── Extract

Fighting for Affordable Health Care


One of the fundamental topics that have often gone missing from the current health care debates in Harrisburg is job growth. As indecision and inaction have dominated discussions, the Corbett administration has ignored the fact that implementation of the Affordable Care Act and the expansion of the state's Medicaid program provides an unprecedented opportunity to give more than 500,000 currently uninsured, middle and low-income Pennsylvanians access to affordable health care. Expanding health care to hundreds of thousands of Pennsylvanians and their families is not just the right thing to do; it's good for the economy and will create jobs.

So, Medicaid expansion would do much more than give many Pennsylvanians an opportunity to gain health insurance coverage: It will provide a much needed economic stimulus to the state. A recent RAND report estimated that Medicaid expansion will add $3 billion to the state's gross domestic product, lead to the creation of 35,000 new jobs, and save hospitals approximately $550 million every year.

Since the federal government will pay 100% of the costs of Medicaid expansion from 2014 to 2016 and 90% of the costs thereafter, expanding the program is an easy economical choice. The federal contribution - projected to be an additional $2 billion every year - will come from taxes already paid by Pennsylvanians, so failing to expand Medicaid will essentially mean giving the federal government money back to be spent in other states.

Finally, taking an active role in implementation of the federal health care expansion will allow Pennsylvania to control several consumer protection benefits. For example, states that are implementing the health care law have a far greater say in how consumers can be protected from insurance companies, how new insurance policy rates can be negotiated, and the types of benefits that will be covered by new health insurance policies.

For all of these reasons - jobs, economic supply chain benefits, availability of federal funding and more control over consumer protections - Tom Wolf will take an active, aggressive role in expanding access to health care in Pennsylvania.

Improving Patient Services

In addition to expanding Medicaid, Tom Wolf will also implement other health care reforms to improve the quality of patient services such as:

  • Setting Nurse-to-Patient Ratios - As governor, Tom Wolf will advocate for legislation that sets safe nurse to patient ratios. These ratios will range from one registered nurse to one patient in high needs units like operating rooms and trauma emergency rooms to one registered nurse to five patients in skilled nursing facilities. Significant research has been done that shows safe nurse to patient ratios have increased quality care and improved nursing retention.
  • Keeping more Pennsylvania-trained primary care doctors in the state - As governor, Tom Wolf will dedicate an additional $3 million in state funding to expand the number of primary care physicians who can participate in the state's debt relief program for medical professionals and increase the number of residency slots for primary care doctors. This additional funding will allow Pennsylvania to keep primary care doctors in the state by offering a loan repayment program that is competitive with other states. The physicians who benefit from this financial support will have to commit to working in rural and underserved areas for five consecutive years. Some of this funding is already available from federal sources. 
  • Incentivizing medical care providers to adopt the patient-centered medical home model of care - The Patient-Centered Medical Home (PCMH) model uses a team of care providers, including doctors, nurses, nutritionists, pharmacists and social workers, to improve patient access to care, care coordination, and quality while at the same time reducing costs. PCMH provides shorter wait times for patients, focuses of mental and physical health of the patient, and puts an emphasis on preventative care. The outcomes of this shift in patient care has resulted in improved health and cost savings. Pennsylvania's Geisinger Health System Proven-Health Navigator was able to use this approach to lower hospital readmissions by 18 percent in one year and reduce total costs per member per month by 7 percent.
  • To date, the state has been successful in encouraging medical care providers to adopt this approach for patients suffering from chronic illnesses as well as children. But there is still work to be done. To ensure that Pennsylvania residents receive the best health care treatments, Tom Wolf will provide grant funding to help medical practices set up the processes needed to earn national certification through the National Committee for Quality Assurance, the Accreditation Association for Ambulatory Health Care, the Joint Commission, or the URAC.

────
── Given entries

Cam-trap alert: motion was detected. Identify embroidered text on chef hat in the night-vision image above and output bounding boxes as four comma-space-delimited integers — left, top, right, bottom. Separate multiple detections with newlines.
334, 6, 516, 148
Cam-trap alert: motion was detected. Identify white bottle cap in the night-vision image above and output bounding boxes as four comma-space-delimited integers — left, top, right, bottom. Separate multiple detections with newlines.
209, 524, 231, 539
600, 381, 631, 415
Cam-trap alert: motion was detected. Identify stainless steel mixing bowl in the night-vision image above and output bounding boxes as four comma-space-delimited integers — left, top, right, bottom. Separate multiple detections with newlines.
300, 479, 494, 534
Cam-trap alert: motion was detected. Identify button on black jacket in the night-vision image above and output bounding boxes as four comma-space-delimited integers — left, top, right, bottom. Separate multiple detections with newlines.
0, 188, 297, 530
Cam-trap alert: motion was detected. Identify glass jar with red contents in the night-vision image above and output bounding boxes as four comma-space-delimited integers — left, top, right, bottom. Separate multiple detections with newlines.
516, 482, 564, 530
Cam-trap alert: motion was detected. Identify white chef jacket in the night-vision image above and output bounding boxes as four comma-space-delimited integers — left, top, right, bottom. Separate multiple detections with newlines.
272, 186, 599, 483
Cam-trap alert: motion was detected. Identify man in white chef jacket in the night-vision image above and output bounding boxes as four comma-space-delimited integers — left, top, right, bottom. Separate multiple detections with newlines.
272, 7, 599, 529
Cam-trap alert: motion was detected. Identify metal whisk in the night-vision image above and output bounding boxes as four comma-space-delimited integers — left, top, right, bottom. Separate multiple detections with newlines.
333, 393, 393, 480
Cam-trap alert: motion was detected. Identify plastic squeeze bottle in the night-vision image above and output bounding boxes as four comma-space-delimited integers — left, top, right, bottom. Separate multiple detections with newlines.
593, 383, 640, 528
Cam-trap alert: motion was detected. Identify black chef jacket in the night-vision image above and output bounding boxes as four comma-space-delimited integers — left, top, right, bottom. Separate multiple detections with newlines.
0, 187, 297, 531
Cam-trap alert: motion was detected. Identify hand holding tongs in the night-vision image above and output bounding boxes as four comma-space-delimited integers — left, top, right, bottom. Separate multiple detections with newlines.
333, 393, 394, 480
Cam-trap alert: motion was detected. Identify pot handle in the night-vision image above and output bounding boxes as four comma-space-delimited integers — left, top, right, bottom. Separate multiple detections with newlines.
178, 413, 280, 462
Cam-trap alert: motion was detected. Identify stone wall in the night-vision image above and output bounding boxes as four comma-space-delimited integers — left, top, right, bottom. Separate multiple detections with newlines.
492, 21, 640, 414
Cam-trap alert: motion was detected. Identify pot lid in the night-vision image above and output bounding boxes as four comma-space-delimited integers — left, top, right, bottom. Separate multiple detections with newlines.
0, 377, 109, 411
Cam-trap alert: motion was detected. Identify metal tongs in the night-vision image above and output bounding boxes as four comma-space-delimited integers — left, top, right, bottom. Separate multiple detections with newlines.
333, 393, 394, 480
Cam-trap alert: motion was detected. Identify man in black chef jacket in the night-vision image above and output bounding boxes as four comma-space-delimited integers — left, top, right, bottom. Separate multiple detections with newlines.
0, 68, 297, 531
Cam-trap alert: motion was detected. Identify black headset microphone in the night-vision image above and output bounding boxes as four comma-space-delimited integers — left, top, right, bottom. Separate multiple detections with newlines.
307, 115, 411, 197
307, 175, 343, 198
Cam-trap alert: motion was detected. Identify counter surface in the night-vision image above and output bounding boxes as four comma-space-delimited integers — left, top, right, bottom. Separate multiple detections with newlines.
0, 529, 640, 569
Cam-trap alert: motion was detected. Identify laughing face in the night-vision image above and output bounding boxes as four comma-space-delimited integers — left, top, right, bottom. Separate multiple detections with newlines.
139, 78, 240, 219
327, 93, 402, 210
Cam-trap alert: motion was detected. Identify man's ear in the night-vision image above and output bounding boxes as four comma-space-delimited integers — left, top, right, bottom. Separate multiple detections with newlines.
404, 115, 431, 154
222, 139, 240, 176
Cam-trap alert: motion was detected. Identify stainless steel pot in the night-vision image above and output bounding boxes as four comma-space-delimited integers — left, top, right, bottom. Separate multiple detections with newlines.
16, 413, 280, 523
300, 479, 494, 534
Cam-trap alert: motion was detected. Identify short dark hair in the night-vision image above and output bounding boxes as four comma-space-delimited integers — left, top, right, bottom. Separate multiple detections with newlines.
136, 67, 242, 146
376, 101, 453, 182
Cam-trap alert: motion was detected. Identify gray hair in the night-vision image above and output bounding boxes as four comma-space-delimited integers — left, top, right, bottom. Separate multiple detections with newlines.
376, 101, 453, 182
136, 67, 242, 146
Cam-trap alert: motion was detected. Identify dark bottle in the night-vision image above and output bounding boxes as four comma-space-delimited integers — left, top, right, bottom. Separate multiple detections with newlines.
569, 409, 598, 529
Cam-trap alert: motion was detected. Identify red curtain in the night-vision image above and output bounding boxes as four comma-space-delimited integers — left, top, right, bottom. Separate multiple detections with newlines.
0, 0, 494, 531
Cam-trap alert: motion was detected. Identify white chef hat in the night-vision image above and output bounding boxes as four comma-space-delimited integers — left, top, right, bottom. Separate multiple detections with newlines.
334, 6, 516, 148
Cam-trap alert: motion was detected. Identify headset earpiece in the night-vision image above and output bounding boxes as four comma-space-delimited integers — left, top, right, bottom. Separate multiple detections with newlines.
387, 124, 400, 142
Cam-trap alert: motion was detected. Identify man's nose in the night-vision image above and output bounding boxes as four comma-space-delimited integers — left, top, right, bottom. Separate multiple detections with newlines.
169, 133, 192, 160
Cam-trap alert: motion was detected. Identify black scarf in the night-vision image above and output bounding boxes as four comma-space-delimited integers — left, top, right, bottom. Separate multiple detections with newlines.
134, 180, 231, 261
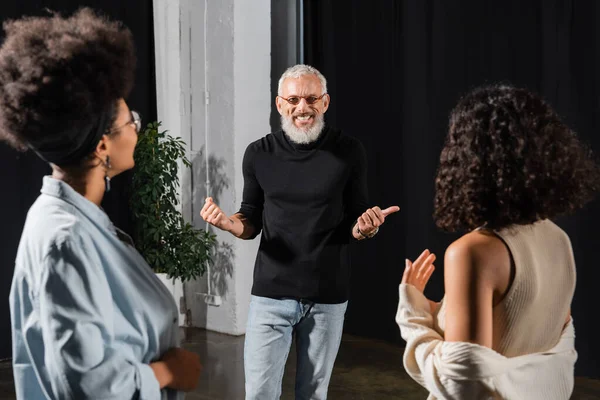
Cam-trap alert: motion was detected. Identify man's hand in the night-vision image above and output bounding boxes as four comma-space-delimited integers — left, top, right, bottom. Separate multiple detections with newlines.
352, 206, 400, 239
200, 197, 233, 232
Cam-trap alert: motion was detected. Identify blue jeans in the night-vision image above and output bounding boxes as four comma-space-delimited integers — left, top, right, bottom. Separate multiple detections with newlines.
244, 296, 348, 400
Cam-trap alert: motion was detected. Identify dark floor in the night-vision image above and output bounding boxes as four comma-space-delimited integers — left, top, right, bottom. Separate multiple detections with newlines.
0, 329, 600, 400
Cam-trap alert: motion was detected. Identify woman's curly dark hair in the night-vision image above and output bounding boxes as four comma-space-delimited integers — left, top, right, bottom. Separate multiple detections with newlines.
434, 85, 600, 231
0, 8, 136, 150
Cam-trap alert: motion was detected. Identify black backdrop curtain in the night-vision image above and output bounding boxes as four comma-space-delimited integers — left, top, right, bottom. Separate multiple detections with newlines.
0, 0, 156, 359
304, 0, 600, 378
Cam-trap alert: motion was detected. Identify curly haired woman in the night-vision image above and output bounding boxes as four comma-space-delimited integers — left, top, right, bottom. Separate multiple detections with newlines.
396, 85, 600, 400
0, 9, 200, 400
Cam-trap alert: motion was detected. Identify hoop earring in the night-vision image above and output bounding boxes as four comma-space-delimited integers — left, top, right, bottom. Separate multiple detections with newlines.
104, 156, 110, 193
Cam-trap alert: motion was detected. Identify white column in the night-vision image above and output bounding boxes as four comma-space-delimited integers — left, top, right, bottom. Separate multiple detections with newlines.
153, 0, 272, 335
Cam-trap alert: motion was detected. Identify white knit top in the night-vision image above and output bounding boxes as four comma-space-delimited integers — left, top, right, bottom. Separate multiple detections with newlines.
396, 221, 577, 400
434, 220, 575, 357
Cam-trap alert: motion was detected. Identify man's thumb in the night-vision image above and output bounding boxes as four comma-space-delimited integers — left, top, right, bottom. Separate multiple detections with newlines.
381, 206, 400, 217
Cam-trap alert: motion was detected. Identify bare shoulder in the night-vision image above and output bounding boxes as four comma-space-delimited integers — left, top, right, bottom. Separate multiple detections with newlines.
444, 230, 510, 280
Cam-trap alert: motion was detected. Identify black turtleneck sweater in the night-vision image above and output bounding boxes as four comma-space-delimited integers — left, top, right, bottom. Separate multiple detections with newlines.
239, 127, 369, 303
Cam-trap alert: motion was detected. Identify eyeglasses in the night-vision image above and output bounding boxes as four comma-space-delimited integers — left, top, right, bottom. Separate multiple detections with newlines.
279, 93, 327, 106
106, 110, 142, 133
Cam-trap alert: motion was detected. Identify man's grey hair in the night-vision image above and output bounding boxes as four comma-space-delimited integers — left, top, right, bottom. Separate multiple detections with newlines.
277, 64, 327, 96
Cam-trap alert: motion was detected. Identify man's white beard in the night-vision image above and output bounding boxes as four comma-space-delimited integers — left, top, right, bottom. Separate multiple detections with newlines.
281, 114, 325, 144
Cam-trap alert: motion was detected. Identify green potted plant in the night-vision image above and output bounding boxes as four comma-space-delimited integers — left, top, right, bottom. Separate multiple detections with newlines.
130, 122, 215, 325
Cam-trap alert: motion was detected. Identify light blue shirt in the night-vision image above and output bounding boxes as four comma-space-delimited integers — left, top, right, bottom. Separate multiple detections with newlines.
10, 176, 183, 400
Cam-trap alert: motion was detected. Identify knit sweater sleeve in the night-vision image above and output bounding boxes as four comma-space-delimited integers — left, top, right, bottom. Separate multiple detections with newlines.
396, 284, 577, 400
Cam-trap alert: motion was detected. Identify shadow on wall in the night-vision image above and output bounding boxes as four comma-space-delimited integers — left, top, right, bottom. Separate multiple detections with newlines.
182, 147, 234, 327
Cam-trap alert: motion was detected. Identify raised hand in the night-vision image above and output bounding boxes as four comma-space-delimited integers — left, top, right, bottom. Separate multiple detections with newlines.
402, 250, 435, 293
358, 206, 400, 237
200, 197, 233, 231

────

Required work -
In the health care text, how long must physicians who receive the loan repayment support commit to working in rural and underserved areas?

Solution below -
Five consecutive years.